__SELECTED PASSAGE__:
Algorithms.uniqued() is not ergonomic

phoneyDev · October 25, 2021, 7:08pm

I decided today to add the Algorithms package to my current project with the intention of replacing all the usages of list = Array(Set(list)) with list = list.uniqued(). I was surprised to find that that code doesn't compile. Other examples like this also don't work:

        var animals = ["dog", "pig", "cat", "ox", "dog", "cat"]
        animals = animals.uniqued() // Cannot assign value of type 'UniquedSequence<[String], String>' to type '[String]'
        animals = Array(animals.uniqued()) // Works

The problem is that uniqued() looks like this

public func uniqued() -> UniquedSequence<Self, Element> {

and not like I would have expected it to:

public func uniqued() -> [Element] {

Curiously, uniqued(on:) is declared like I would expect:

public func uniqued<Subject: Hashable>(
  on projection: (Element) throws -> Subject
) rethrows -> [Element] {

Related methods like map, filter, sorted etc. all return [Element]. I understand that I can get what I want by casting to Array(list.uniqued()) but that doesn't seem very ergonomic to me. I could just stick with Array(Set(list)). I could write my own uniqued() as I have on other projects but that doesn't seem like the right solution either.

__WHAT YOU NEED TO DO__:
Copy the forum post about uniqued() word for word, starting at "public func uniqued() -> UniquedSequence<Self, Element>" and ending at "right solution either.".

__STORED DATA__:
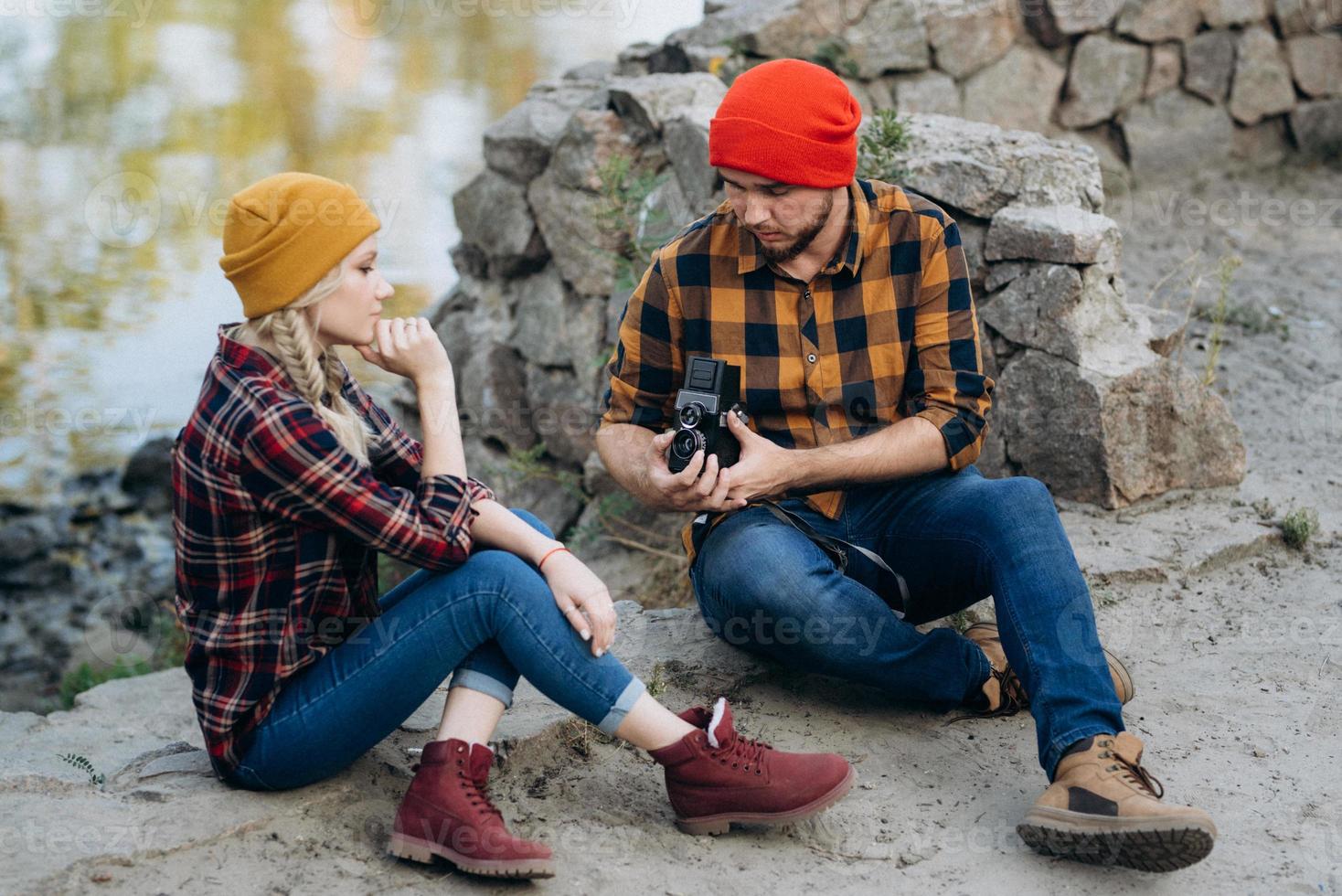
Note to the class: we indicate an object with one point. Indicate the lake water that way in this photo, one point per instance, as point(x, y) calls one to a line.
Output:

__FINAL RESULT__:
public func uniqued() -> UniquedSequence<Self, Element> {

and not like I would have expected it to:

public func uniqued() -> [Element] {

Curiously, uniqued(on:) is declared like I would expect:

public func uniqued<Subject: Hashable>(
  on projection: (Element) throws -> Subject
) rethrows -> [Element] {

Related methods like map, filter, sorted etc. all return [Element]. I understand that I can get what I want by casting to Array(list.uniqued()) but that doesn't seem very ergonomic to me. I could just stick with Array(Set(list)). I could write my own uniqued() as I have on other projects but that doesn't seem like the right solution either.